● **Written instruction 1**: In the SSH key text, which programs are called a "utility"? List each one.
● **Written instruction 2**:
Answer these questions from the SSH key text:
(a) Which file on the remote computer does the public key get appended to?
(b) What size does the directory listing give for id_rsa.pub?
(c) What key type is passed to ssh-keygen with the -t option?

● **Source text**:
►

File this away if you want to follow the instructions in this document, but discover you do not have ssh-copy-id.
Public Key Authentication
SSH includes the ability to authenticate users with public/private key pairs instead of passwords. With key authentication, the server will challenge the client with a token generated by the user’s public key and the client will validate itself with a return token based on the private key.
To use passwordless authentication you must generate your own public/private key pairs with the ssh-keygen utility and then install the public key on remote servers. Your private key
should be password protected and never, ever revealed to anyone.
guesta@A:~$ ssh-keygen -t rsa
Generating public/private rsa key pair.
Enter file in which to save the key (/home/guesta/.ssh/id_rsa):
Enter passphrase (empty for no passphrase): xxxxxxxx
Enter same passphrase again: xxxxxxxx
Your identification has been saved in /home/guesta/.ssh/id_rsa.
Your public key has been saved in /home/guesta/.ssh/id_rsa.pub.
The key fingerprint is:
f8:e4:89:3e:c9:60:82:21:52:42:15:ab:87:6f:41:f5 guesta@A
guesta@A:~$ ls -l ~/.ssh/id*
-rw------- 1 guesta guesta 1743 2008-10-24 12:23 /home/guesta/.ssh/id_rsa
-rw-r--r-- 1 guesta guesta 390 2008-10-24 12:23 /home/guesta/.ssh/id_rsa.pub
guesta@A:~$
The above generates two files:
~/.ssh/id_rsa (Private Key) This should never be revealed or copied to another computer.
~/.ssh/id_rsa.pub (Public Key) This should be copied to all remote computers.
You install the public key by appending its contents to the file ~/.ssh/authorized_keys on the remote computer. There is an utility that can do this for you, ssh-copy-id:
guesta@A:~$ ssh-copy-id -i ~/.ssh/id_rsa.pub somehost
Password: xxxxxx
Now try logging into the machine, with ssh "somehost", and check in:
.ssh/authorized_keys
to make sure we haven’t added extra keys that you weren’t expecting.
guesta@A:~$
Now when we login to somehost we will be prompted for our private key’s passphrase:
guesta@A:~$ ssh somehost
Enter passphrase for key '/home/guesta/.ssh/id_rsa': xxxxxxxx
Last login: Fri Oct 24 13:49:26 2008 from A
somehost>
You may be wondering what advantage we’ve gained if instead of typing in the remote password we have to always type in our private key’s passphrase. A utility helps keep track of private key passphrases: ssh-agent. Ssh-agent is started automatically login…from the ssh-agent manpage:
ssh-agent is a program to hold private keys used for public key authentication (RSA, DSA). The idea is that ssh-agent is started in the beginning of an X-session or a login session, and all other windows or programs are started as clients to the ssh-agent program. Through use of environment variables the agent can be located and automatically used for authentication when logging in to other machines using ssh(1).

◄

● **Extracted material**:
►

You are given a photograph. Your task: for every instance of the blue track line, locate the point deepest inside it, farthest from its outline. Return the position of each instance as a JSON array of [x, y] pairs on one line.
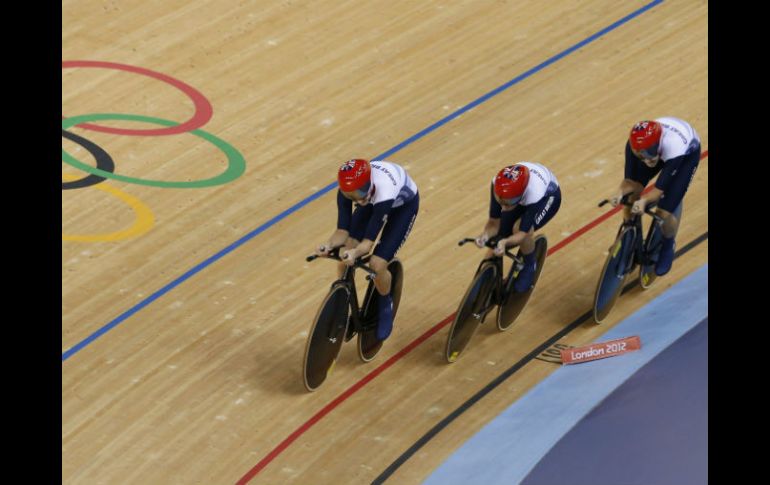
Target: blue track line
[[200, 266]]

◄
►

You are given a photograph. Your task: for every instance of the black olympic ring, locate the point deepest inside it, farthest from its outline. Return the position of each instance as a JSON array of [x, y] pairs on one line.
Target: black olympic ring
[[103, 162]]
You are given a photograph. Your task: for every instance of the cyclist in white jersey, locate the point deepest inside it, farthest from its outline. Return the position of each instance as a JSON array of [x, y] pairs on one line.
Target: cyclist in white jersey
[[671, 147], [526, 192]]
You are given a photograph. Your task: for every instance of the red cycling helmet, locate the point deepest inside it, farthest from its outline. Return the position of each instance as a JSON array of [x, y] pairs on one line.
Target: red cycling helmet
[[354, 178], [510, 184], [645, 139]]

◄

● **Exercise result 1**:
ssh-keygen
ssh-copy-id
ssh-agent

● **Exercise result 2**:
(a) ~/.ssh/authorized_keys
(b) 390
(c) rsa